» EXERCISE AIM
Starting at the line that contains "[indicate] the cannon", copy each line through the end of the listing below. Include both ends and output nothing more.
─── RECORD EXTRACTS ───
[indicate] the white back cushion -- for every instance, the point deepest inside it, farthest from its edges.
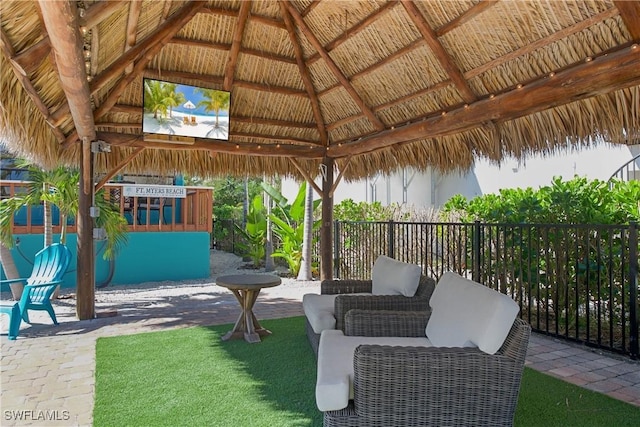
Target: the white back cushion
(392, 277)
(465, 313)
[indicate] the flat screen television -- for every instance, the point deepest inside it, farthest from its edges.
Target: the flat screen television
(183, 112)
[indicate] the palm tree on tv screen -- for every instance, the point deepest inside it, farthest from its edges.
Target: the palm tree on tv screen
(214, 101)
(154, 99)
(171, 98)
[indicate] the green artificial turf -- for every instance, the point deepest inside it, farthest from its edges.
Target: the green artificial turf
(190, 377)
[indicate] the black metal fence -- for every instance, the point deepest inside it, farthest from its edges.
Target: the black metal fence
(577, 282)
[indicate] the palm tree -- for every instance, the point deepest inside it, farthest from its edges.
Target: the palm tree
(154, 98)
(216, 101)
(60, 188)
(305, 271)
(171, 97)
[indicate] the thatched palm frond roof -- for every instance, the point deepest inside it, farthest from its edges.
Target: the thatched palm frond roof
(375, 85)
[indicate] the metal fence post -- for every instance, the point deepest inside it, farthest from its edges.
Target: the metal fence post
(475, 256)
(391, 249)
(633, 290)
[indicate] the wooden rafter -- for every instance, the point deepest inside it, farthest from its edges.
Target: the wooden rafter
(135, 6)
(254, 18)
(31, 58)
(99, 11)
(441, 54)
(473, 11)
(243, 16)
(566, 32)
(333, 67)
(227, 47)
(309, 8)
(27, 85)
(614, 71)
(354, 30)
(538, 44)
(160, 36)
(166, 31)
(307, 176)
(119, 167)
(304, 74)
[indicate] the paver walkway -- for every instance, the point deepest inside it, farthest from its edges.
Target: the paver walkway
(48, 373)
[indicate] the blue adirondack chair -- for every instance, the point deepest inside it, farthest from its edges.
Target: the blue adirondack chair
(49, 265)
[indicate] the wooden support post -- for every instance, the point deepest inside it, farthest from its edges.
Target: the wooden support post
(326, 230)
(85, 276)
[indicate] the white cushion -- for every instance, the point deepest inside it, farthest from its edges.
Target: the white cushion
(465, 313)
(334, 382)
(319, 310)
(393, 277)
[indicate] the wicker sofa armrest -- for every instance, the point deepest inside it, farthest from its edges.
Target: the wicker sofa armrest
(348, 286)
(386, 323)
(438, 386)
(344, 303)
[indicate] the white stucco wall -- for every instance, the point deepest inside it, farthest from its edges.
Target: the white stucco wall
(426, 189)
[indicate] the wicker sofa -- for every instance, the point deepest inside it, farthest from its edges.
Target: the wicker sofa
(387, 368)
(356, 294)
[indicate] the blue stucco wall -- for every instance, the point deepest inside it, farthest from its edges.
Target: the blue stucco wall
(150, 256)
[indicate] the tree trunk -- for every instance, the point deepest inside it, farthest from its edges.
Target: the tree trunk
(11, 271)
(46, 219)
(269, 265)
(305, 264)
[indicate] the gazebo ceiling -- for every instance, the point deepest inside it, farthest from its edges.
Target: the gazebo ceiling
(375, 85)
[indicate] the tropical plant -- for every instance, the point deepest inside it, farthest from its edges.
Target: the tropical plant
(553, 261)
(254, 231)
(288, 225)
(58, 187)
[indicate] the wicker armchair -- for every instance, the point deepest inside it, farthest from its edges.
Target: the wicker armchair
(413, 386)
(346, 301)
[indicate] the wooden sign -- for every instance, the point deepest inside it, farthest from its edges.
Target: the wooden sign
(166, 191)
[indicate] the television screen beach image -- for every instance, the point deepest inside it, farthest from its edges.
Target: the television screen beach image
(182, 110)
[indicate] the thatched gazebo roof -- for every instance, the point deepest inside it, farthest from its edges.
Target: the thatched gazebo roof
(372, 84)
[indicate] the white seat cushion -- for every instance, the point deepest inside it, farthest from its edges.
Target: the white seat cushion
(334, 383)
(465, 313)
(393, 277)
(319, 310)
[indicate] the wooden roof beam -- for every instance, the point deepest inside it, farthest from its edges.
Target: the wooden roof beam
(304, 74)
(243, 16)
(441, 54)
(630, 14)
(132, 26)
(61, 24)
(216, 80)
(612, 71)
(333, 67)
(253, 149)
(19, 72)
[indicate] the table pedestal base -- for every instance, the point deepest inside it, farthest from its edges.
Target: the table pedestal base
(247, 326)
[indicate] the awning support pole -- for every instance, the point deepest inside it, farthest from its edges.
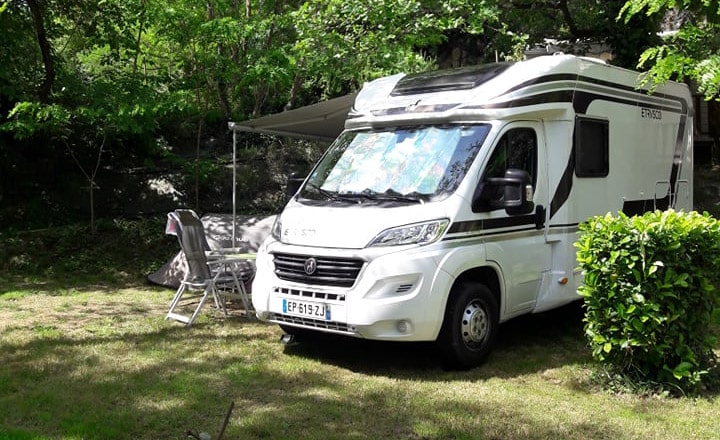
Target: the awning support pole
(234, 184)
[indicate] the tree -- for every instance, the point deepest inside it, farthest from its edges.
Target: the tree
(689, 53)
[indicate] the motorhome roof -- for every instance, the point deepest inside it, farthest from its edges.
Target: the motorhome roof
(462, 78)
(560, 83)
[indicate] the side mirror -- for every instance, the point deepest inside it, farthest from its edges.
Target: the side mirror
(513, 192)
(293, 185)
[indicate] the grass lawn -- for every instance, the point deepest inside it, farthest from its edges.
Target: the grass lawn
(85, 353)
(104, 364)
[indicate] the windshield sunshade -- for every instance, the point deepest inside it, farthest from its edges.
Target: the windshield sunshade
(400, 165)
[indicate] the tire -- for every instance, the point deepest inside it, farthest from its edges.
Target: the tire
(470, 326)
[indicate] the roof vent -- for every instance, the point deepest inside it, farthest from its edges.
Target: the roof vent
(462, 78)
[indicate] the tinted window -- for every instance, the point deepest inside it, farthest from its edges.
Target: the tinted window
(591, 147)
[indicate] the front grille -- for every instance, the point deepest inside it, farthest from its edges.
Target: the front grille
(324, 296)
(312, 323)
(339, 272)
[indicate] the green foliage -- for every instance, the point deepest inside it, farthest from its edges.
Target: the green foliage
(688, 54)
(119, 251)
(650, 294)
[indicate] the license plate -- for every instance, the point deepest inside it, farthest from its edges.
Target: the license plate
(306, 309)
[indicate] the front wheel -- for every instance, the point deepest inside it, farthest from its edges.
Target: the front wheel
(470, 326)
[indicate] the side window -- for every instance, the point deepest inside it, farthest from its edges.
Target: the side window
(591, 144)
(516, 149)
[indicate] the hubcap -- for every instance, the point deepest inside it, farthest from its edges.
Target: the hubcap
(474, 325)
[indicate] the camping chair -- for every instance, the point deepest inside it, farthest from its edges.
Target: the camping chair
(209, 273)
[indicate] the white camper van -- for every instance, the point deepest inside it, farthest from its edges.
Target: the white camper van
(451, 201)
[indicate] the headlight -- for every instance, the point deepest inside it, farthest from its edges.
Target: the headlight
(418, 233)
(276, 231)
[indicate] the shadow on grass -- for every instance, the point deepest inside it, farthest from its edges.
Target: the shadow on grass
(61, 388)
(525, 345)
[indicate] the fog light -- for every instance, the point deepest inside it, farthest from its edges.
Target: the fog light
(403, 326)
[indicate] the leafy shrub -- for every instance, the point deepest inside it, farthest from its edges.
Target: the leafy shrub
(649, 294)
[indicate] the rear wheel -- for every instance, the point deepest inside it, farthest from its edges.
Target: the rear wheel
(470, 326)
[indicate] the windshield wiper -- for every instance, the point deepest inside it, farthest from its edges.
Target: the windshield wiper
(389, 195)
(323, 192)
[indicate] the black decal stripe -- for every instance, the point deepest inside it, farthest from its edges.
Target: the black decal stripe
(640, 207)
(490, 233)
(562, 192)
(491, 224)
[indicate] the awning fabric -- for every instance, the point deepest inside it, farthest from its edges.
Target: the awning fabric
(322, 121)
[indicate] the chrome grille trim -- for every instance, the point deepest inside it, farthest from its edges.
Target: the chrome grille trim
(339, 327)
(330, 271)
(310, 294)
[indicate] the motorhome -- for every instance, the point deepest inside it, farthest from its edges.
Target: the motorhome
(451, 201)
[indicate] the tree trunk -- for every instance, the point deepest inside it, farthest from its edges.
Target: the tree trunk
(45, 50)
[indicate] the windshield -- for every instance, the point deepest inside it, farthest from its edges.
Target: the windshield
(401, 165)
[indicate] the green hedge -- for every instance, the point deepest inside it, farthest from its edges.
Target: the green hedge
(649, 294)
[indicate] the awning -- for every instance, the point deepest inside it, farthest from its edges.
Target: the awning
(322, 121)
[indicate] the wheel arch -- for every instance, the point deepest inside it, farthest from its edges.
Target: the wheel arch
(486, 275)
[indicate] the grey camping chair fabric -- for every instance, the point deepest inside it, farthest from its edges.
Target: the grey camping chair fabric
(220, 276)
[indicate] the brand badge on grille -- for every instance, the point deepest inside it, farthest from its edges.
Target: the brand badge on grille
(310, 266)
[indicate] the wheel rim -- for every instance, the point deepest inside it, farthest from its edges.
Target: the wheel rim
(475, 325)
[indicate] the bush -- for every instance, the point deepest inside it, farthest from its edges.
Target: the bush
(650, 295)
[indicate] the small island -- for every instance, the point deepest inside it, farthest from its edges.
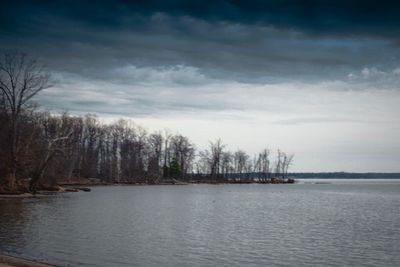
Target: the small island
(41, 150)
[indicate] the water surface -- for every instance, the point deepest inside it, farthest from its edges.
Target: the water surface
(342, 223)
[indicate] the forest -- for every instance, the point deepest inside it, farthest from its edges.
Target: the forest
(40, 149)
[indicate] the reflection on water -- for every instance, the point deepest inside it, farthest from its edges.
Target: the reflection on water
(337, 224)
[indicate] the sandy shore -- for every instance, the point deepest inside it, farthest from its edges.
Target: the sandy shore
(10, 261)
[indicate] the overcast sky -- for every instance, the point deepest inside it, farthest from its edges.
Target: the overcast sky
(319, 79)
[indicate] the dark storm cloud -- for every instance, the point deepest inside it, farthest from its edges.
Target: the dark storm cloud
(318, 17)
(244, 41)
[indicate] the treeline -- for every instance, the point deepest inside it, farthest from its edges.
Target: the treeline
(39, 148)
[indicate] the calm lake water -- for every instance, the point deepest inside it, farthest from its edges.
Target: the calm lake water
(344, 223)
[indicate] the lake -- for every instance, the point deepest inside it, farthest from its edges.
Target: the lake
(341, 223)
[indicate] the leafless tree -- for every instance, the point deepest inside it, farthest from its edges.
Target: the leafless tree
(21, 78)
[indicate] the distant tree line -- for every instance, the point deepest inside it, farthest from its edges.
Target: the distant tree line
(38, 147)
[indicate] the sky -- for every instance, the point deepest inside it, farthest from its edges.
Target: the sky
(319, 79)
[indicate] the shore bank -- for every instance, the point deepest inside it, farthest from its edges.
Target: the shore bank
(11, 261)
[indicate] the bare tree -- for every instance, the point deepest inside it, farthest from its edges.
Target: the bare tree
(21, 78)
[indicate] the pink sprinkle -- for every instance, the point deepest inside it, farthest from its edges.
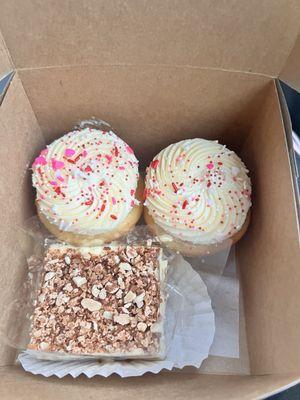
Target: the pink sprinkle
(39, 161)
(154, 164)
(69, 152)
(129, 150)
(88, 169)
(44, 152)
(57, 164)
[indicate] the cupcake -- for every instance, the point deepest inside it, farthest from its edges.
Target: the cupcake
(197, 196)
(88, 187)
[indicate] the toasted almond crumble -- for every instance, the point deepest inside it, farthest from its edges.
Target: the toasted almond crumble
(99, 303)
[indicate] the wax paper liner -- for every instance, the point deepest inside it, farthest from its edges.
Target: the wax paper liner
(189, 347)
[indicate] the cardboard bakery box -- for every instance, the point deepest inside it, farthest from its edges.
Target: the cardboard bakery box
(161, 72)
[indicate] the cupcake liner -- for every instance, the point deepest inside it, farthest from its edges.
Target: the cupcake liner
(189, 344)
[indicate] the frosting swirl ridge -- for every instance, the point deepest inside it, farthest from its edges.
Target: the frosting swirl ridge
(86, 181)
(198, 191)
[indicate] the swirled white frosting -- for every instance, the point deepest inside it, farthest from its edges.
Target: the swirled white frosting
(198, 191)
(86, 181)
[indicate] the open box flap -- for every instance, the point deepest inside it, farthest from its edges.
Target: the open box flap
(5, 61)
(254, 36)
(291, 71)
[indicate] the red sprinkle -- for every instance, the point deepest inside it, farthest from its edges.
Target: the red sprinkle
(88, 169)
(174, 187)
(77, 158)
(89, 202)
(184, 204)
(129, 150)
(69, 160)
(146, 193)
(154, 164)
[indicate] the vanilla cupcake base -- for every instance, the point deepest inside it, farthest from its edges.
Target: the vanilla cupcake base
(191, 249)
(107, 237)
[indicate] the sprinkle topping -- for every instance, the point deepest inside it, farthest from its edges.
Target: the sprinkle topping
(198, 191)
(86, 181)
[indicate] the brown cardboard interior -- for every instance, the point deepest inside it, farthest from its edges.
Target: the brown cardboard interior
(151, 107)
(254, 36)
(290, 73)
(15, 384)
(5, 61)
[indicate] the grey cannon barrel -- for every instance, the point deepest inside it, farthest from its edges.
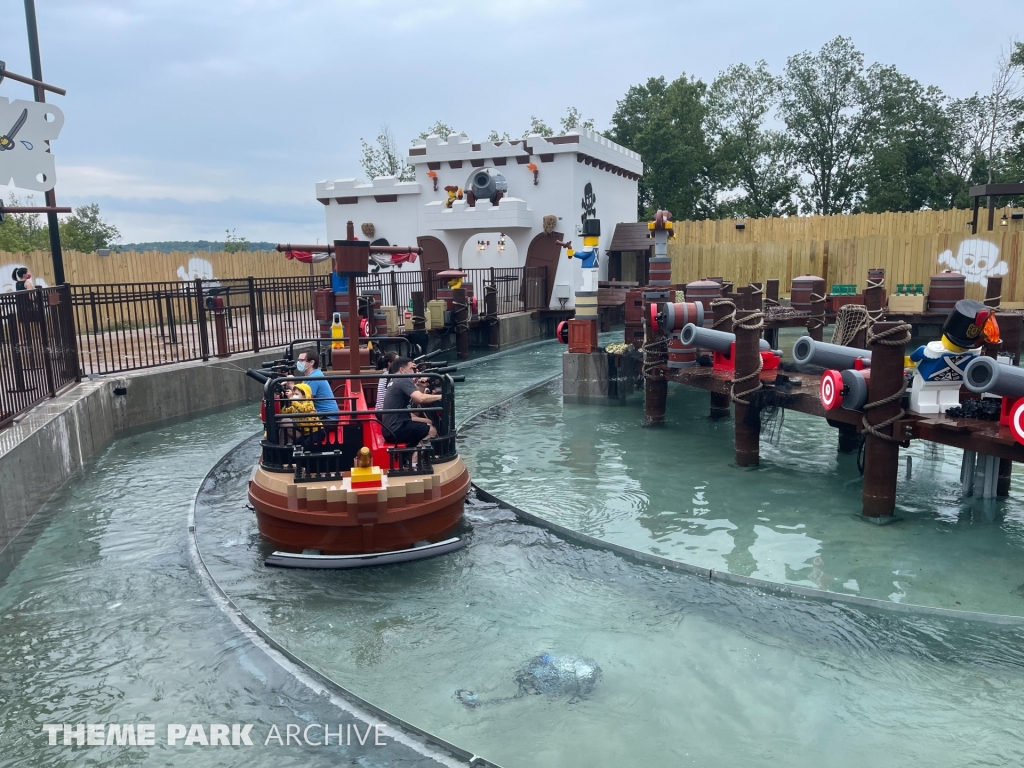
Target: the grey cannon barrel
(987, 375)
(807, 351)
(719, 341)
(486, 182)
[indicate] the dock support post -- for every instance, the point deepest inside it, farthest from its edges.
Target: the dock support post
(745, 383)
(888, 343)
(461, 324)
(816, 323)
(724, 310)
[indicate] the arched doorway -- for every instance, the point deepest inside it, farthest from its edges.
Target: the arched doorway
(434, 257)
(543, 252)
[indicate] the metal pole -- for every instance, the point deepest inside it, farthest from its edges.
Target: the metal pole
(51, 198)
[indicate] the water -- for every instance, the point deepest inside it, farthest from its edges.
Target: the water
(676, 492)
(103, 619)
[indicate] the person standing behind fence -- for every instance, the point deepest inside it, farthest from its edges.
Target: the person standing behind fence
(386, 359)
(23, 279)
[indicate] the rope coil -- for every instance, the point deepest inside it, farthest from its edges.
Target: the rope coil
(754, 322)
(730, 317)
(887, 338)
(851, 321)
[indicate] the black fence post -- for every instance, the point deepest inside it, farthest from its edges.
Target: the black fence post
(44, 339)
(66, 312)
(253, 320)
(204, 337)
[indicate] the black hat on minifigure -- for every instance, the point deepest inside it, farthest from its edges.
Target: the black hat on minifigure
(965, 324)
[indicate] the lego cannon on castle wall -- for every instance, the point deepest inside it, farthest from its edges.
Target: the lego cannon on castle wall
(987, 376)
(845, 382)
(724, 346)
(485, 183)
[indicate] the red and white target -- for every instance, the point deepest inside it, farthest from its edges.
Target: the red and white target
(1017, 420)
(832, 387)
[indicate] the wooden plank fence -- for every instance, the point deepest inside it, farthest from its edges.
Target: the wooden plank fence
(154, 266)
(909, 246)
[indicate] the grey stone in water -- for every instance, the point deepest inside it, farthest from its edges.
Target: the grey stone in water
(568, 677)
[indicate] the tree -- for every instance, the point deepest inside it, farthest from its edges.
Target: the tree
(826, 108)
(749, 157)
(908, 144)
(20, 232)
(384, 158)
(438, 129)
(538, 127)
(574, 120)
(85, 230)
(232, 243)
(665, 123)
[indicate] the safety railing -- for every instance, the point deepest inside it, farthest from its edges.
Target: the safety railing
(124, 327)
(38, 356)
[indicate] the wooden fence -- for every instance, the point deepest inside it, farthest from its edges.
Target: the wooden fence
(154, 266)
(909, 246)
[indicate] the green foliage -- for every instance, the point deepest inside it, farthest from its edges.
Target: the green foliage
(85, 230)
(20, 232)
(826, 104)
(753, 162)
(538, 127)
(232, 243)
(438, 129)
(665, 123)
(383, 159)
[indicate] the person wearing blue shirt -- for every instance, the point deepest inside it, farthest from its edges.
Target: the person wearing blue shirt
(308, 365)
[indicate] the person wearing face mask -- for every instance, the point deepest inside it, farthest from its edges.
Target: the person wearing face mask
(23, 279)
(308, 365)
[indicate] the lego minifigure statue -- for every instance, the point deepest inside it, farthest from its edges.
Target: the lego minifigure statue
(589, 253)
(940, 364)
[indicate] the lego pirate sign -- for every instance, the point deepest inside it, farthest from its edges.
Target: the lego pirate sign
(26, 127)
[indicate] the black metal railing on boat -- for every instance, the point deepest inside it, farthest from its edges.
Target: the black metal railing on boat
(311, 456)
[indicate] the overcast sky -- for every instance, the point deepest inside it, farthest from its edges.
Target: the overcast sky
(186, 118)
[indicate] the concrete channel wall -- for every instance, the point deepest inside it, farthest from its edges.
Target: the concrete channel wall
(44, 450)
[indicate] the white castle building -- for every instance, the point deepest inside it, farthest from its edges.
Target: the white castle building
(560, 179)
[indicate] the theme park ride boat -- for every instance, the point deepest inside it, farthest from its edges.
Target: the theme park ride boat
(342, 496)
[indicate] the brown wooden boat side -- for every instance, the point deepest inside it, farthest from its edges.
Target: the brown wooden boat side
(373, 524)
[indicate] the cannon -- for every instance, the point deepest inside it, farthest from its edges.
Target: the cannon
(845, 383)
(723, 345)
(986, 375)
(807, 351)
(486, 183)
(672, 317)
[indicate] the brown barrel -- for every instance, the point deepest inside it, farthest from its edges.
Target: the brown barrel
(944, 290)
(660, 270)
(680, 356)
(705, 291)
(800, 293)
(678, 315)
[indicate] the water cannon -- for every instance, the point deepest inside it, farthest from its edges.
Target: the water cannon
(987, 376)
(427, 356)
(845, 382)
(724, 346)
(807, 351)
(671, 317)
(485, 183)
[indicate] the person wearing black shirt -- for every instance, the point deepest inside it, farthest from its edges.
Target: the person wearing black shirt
───
» FINISHED ANSWER
[indicate] the cannon -- for every instance, the point deepest inside it, farthest from its edges.
Target: the cannon
(845, 383)
(723, 345)
(986, 375)
(807, 351)
(486, 183)
(672, 317)
[indicate] the brown barrel -- for every instance, the point deepest inside it, farthest from its edges.
Target: the brown barrel
(944, 290)
(660, 270)
(680, 356)
(705, 291)
(800, 293)
(678, 315)
[indicate] the water cannon -- for every instance, the point deepest inside it, farthest from its edges.
Target: the water cannon
(987, 376)
(427, 356)
(845, 382)
(724, 346)
(807, 351)
(671, 317)
(485, 183)
[indicate] the person wearing black shirt -- for every instance, the point deepest inside it, farthest from its edges.
Target: the person wearing black shirt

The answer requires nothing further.